> SHORT PROBLEM 1
Reproduce the passage of the article on air pollution and plastic waste starting with "To cut plastic" and going on through "(NUS) have found.".

To cut plastic packaging waste in cities, curb air pollution

When air quality dips, office workers in China are much more likely to order lunch deliveries and generate plastic waste, a new study has found. This probably applies to other smoggy cities in developing countries, researchers say.

Beijing smoggy air
Researchers have found a strong causal link between air pollution and plastic waste through the demand for food delivery. Image: 大杨 via Flickr, CC BY 2.0

Controlling air pollution in cities not only prevents people from dying prematurely. It would also lead to a reduction in plastic packaging waste, researchers from the National University of Singapore (NUS) have found.

In a study published this week in the journal Nature Human Behaviour, the researchers found office workers in China ordering more lunch deliveries on days when the air was more polluted.

A delivered meal used an average of 2.8 plastic items weighing an estimated 54 grams, far higher than the estimated 6.6 grams of plastic (for items such as chopstick wrappers) used in a dine-in meal, the researchers concluded from over 3,000 photos of meals submitted by office workers as part of the study.

Plastic waste is a growing environmental problem, with over 300 million tonnes consumed a year and an estimated eight million tonnes entering and polluting the seas and oceans each year.

China alone discharges between 1.3 million and 3.5 million tonnes of plastic waste into the sea each year. It is also one of the world’s largest users of online food delivery platforms. Each day, 65 million meal containers are said to be discarded across China, and office workers contribute to over half of the trash, the researchers noted in their study, Air pollution as a determinant of food delivery and related plastic waste.

While we see more research on the impact plastic pollution is having on the natural environment, there has been less work trying to understand the human behaviour that drives plastic pollution.

> SHORT PROBLEM 2
Rewrite the lines of the listing starting with the line with "q=church bell tower" and going on through the end of the listing, with "bell tower" changed to "steeple" and everything else the same.

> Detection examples
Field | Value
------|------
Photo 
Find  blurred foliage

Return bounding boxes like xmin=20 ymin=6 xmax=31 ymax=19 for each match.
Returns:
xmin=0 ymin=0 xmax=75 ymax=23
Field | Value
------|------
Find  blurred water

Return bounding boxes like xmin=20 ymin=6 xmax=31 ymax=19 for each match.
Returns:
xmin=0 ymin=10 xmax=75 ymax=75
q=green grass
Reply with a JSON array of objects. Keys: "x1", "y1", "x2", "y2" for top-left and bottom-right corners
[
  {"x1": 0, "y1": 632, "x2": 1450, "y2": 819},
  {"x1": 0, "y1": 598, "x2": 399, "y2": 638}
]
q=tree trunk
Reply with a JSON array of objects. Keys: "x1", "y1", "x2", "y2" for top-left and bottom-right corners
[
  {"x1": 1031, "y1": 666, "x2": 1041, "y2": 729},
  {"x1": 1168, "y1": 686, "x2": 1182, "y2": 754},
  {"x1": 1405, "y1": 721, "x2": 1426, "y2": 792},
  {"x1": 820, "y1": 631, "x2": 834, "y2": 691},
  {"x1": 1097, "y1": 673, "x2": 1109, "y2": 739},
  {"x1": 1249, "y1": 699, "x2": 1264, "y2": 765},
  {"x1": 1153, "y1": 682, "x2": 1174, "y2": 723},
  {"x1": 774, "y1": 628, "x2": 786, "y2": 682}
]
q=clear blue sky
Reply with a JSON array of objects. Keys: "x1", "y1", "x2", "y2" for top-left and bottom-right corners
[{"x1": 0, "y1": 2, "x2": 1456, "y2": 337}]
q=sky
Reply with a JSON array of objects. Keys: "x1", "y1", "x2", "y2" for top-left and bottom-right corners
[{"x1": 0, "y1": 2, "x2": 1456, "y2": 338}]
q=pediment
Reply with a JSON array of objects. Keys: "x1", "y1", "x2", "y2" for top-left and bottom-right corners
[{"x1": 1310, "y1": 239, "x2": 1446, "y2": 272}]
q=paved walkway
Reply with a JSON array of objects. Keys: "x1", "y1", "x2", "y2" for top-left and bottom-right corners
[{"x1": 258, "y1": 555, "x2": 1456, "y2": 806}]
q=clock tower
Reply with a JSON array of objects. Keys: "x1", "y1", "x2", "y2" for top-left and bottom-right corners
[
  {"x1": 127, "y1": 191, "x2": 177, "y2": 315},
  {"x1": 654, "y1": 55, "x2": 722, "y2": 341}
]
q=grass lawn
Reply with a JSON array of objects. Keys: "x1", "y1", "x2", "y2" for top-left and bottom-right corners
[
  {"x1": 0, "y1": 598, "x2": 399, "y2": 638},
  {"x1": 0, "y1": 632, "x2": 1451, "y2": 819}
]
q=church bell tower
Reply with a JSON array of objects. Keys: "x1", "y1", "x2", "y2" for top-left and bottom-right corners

> SOLUTION 1
To cut plastic packaging waste in cities, curb air pollution

When air quality dips, office workers in China are much more likely to order lunch deliveries and generate plastic waste, a new study has found. This probably applies to other smoggy cities in developing countries, researchers say.

Beijing smoggy air
Researchers have found a strong causal link between air pollution and plastic waste through the demand for food delivery. Image: 大杨 via Flickr, CC BY 2.0

Controlling air pollution in cities not only prevents people from dying prematurely. It would also lead to a reduction in plastic packaging waste, researchers from the National University of Singapore (NUS) have found.

> SOLUTION 2
q=church steeple
Reply with a JSON array of objects. Keys: "x1", "y1", "x2", "y2" for top-left and bottom-right corners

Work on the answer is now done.